> [Ausgangstext]:
————————
Das sind schockierende Nachrichten aus einem Nachbarland, das uns in vielem ähnlich ist. Doch schockierend sind auch die Bilder der Proteste vom Wochenende: Szenen wie aus einem Bürgerkrieg, und die Polizisten waren häufig in der Defensive.

— Δρομογράφος (@dromografos) November 28, 2020

Doch hilft die Vorgabe, die Innenminister Darmanin nun in dem neuen »Gesetz für umfassende Sicherheit« festgeschrieben hat, den Beamten überhaupt? Der Artikel 24 des Gesetzes verbietet das Filmen und das Verbreiten von Videos mit dem Ziel, der »psychischen oder körperlichen Unversehrtheit« der Polizeibeamten zu schaden. Dieser Wortlaut scheint auf den ersten Blick schlüssig, aber inzwischen will auch Premierminister Castex ihn vom Verfassungsrat überprüfen lassen.
————————
> [Datensätze]:
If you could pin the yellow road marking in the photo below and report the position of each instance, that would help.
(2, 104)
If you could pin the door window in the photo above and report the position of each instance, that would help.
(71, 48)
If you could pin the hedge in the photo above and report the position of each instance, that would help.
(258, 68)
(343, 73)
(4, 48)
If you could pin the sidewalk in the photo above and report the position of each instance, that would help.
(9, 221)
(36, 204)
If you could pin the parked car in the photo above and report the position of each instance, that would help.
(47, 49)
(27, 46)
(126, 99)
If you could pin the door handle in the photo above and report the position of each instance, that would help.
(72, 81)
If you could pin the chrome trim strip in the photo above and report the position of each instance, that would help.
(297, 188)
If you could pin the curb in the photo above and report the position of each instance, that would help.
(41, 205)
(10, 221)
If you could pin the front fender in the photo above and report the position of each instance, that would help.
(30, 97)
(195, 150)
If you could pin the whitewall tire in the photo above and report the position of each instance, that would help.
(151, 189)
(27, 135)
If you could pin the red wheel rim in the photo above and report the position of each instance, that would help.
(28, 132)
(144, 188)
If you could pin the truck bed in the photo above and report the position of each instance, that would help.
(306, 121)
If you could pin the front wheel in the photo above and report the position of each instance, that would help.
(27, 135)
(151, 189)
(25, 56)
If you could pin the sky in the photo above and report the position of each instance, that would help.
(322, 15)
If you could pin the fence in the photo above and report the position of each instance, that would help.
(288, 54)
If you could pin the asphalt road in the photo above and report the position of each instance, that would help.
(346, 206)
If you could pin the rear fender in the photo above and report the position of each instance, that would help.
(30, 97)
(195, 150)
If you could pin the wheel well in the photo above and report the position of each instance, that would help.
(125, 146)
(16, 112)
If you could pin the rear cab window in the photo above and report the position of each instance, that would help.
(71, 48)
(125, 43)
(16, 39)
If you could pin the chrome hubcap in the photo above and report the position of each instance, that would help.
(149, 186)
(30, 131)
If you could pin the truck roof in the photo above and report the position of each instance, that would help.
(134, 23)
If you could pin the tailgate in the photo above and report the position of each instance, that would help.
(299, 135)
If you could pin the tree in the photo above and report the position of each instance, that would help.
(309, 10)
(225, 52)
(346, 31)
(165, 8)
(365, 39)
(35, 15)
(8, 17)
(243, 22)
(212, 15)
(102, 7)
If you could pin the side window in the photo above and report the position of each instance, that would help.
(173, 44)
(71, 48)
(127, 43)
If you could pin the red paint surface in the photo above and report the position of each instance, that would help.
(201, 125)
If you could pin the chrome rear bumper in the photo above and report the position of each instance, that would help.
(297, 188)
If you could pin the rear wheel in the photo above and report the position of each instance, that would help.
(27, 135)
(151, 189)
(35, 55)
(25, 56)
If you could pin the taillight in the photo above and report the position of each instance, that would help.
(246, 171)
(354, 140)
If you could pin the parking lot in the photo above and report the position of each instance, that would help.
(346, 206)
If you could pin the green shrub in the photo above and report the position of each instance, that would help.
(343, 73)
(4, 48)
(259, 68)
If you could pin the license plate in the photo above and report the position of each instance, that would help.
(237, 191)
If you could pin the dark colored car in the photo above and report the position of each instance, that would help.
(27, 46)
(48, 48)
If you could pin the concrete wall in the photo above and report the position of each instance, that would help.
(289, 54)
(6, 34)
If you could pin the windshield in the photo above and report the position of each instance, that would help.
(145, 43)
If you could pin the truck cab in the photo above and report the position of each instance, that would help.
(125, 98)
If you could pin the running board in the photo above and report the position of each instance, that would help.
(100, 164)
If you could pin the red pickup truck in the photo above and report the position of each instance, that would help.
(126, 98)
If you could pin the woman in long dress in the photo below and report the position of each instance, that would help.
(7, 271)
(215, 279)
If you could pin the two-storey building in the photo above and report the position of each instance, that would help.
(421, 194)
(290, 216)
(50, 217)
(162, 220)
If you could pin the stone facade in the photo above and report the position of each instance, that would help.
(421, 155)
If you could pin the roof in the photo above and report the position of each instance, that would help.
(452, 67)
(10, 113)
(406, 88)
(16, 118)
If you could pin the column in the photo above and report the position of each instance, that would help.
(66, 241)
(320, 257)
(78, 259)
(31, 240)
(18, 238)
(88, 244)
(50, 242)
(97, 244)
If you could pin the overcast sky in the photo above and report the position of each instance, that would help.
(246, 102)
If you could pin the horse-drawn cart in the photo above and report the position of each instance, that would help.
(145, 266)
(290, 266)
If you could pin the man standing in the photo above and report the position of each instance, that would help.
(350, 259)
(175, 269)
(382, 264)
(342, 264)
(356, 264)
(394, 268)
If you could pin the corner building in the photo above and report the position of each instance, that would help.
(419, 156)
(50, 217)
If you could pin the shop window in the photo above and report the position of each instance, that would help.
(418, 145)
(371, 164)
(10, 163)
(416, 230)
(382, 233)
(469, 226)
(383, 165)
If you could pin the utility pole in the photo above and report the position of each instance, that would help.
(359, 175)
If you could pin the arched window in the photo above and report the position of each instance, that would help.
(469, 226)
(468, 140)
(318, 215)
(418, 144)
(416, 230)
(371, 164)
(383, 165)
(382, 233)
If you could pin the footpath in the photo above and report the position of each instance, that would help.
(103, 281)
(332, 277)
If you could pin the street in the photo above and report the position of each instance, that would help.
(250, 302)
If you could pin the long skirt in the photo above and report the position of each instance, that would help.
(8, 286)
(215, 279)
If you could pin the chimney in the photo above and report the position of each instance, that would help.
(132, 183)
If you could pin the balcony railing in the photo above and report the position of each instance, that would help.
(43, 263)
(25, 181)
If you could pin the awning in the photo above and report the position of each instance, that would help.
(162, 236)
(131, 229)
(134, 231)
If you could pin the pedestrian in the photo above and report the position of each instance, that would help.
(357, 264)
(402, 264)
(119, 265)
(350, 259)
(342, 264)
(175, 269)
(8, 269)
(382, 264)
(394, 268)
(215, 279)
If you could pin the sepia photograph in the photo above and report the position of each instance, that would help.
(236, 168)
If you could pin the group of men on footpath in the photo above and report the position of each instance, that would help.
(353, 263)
————————
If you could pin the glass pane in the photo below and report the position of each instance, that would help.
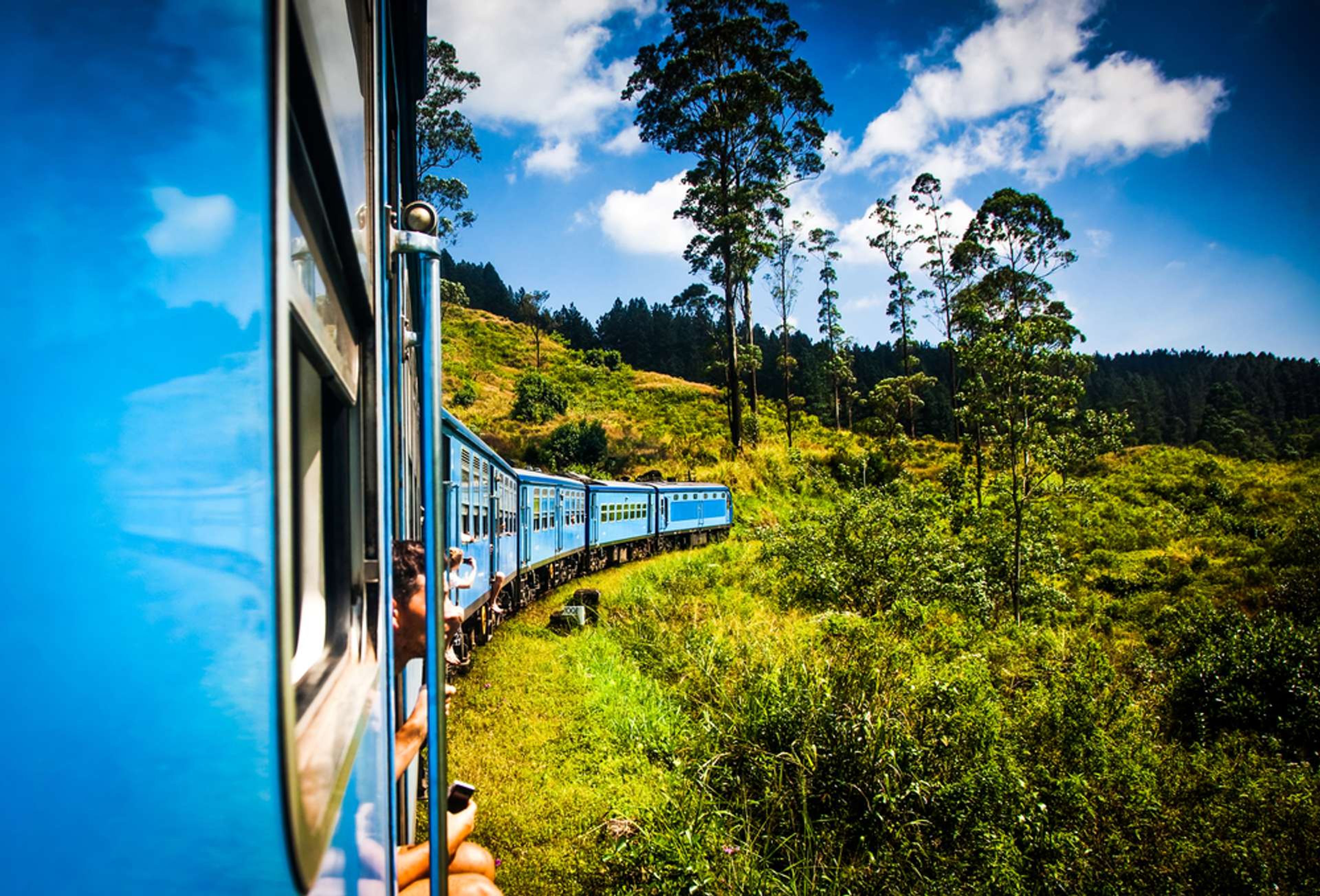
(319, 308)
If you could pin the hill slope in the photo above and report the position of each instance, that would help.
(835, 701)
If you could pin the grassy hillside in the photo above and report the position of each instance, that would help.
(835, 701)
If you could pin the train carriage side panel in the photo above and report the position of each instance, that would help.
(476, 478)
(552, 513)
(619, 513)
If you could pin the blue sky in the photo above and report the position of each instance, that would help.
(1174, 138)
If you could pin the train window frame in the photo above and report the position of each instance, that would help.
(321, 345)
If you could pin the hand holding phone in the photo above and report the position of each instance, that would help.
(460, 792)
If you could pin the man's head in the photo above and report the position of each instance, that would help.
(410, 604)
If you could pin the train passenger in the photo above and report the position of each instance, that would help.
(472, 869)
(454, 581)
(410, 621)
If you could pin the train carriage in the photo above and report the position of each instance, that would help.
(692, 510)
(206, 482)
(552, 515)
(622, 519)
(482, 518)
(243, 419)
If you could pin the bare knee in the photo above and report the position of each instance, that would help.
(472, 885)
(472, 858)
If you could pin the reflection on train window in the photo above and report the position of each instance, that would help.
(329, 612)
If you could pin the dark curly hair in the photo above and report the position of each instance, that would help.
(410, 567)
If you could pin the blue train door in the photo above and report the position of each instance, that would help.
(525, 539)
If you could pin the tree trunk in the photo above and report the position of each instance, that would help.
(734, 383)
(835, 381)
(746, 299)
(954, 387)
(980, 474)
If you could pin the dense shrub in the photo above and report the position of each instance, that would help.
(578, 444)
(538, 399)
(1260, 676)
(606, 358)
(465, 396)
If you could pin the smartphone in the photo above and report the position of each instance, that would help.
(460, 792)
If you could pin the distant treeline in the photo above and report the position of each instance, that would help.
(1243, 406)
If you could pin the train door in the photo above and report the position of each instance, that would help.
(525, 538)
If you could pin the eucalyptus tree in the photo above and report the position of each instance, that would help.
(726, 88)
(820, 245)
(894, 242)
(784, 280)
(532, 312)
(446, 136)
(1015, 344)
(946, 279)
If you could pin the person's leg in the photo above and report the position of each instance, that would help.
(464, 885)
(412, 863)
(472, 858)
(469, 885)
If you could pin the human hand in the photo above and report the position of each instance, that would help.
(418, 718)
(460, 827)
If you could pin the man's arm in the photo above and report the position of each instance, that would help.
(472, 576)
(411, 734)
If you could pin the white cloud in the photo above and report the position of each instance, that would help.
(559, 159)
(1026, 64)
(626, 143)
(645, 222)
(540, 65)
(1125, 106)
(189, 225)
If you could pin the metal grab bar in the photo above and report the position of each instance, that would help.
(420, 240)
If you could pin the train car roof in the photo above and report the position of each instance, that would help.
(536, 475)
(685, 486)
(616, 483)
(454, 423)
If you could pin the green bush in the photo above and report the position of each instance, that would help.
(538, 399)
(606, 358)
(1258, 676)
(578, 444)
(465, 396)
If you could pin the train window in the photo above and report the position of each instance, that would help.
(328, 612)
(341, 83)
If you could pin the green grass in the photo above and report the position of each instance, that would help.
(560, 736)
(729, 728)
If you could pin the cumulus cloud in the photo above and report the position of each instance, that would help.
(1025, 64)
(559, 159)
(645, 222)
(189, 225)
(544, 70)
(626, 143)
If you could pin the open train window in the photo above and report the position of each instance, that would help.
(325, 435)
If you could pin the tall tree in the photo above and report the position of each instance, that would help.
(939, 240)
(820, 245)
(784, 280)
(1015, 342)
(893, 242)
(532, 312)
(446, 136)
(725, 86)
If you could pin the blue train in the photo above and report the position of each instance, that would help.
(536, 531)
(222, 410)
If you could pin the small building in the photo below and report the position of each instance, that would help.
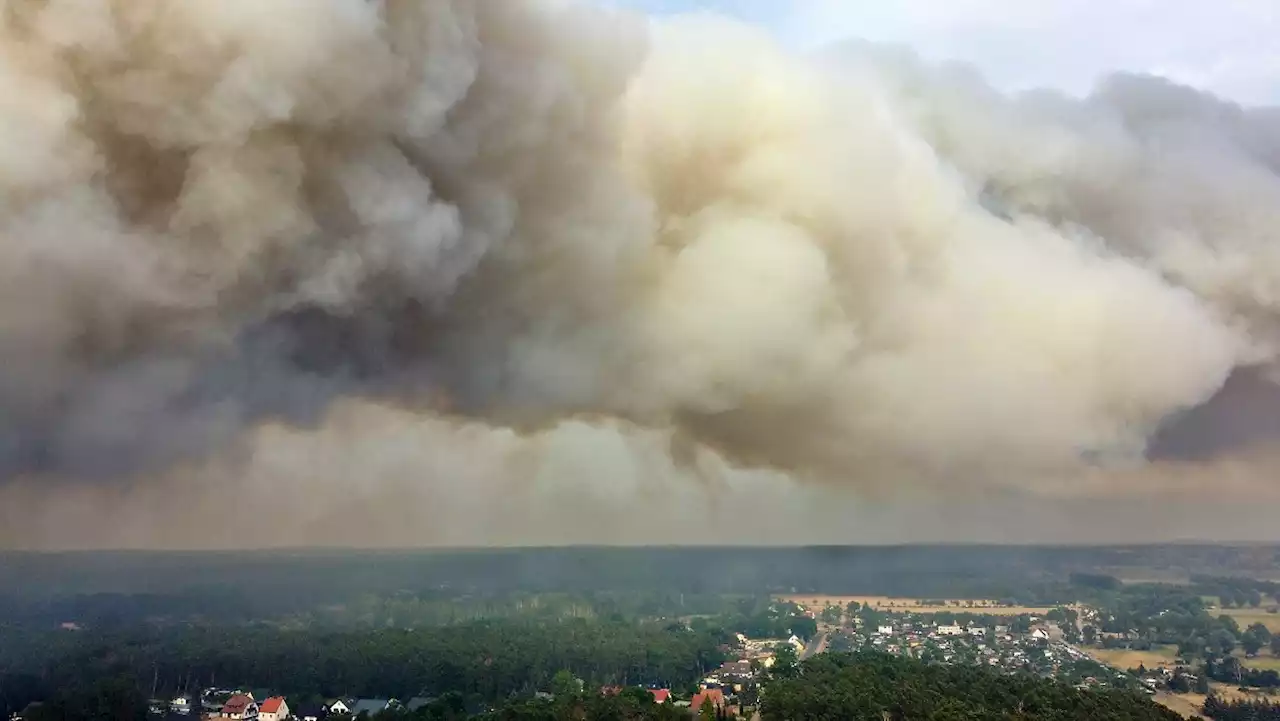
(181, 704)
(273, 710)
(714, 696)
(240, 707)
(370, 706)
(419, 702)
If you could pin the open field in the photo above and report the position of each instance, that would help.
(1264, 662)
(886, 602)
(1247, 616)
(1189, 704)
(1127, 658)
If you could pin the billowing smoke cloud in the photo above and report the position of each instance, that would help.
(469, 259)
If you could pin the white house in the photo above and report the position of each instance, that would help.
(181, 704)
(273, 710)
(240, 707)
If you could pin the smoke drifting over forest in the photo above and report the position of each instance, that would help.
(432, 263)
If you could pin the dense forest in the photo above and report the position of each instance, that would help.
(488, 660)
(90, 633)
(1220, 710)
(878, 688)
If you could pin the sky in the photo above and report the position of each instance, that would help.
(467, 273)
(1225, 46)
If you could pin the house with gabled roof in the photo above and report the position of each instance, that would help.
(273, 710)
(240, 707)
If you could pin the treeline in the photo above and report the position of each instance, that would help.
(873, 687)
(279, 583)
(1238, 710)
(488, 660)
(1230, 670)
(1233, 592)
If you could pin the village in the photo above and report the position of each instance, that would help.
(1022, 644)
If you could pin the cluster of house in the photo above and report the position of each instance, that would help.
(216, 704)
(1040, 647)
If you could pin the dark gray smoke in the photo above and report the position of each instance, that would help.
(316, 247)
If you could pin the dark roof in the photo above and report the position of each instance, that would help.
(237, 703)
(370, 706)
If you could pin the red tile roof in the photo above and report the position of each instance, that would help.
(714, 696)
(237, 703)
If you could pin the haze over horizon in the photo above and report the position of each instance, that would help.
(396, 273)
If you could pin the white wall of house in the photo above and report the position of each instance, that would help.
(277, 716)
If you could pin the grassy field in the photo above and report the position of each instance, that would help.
————————
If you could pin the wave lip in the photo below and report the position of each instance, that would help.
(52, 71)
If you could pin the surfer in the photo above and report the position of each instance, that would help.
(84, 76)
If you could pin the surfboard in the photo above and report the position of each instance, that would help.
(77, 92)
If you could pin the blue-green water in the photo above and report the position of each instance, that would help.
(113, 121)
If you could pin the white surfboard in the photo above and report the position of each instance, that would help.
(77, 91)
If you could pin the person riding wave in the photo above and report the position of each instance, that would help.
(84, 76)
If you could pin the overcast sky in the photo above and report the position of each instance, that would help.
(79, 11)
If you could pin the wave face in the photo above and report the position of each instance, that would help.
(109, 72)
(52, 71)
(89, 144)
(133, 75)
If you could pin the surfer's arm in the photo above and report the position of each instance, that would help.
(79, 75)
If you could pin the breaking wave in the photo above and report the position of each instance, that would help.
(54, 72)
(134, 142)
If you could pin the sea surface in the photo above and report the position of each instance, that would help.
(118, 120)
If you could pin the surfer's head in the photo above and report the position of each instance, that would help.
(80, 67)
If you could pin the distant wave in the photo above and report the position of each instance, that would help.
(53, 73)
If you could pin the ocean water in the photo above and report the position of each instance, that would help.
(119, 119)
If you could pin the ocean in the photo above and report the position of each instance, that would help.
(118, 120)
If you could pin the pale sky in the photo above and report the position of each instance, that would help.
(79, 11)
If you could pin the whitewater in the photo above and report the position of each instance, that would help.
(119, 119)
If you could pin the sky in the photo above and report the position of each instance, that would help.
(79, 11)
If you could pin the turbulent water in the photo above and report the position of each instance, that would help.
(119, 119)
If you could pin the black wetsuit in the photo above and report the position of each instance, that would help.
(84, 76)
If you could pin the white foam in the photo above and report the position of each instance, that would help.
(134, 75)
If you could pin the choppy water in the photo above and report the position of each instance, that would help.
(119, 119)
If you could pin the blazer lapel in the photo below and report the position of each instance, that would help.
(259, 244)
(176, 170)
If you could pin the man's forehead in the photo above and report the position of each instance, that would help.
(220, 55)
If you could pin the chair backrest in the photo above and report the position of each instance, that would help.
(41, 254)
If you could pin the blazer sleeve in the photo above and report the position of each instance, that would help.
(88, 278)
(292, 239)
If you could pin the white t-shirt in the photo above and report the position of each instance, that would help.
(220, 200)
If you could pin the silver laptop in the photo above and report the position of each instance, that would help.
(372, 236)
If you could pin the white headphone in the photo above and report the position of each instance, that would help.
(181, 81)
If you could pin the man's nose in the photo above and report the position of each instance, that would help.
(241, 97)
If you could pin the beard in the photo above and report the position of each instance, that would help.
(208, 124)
————————
> [Aufgabe]:
Setze den Text über das französische Sicherheitsgesetz nach seinem letzten Satz fort. Die Datensätze spielen hierfür keine Rolle.

> [Lösung]:
Zusammenstoß zweier Welten

Für erhöhte Unruhe sorgt das Faktum, dass die Anwendung des Gesetzes natürlich in den Händen der Betroffenen selbst, also der Polizisten, läge. Aber das ist nun einmal bei fast allen Gesetzen unvermeidlich.Verständlich ist aber, dass diese Regelung gerade in der aktuellen Zeit für Unmut sorgt, wo die Presse- und Meinungsfreiheit in Frankreich ohnehin unter Beschuss steht, auch wenn es bisher nicht die Republik war, die als Gefährderin dieser Freiheiten auftrat, sondern – wie bekannt ist – der radikale Islam.

Die Lage ist also nicht ohne Grund kompliziert, sondern wirklich und in der Tat komplex. Die Regierung Castex versucht unter der Ägide von Präsident Macron, dem politischen Islam und seinen kriminellen Organisationsformen beizukommen – und bringt dabei die eigenen, freisinnigen Bürger gegen sich auf. Zwei Lebens- und Gesellschaftsmodelle stoßen aufeinander, und der entstehende Klang ist nicht hohl.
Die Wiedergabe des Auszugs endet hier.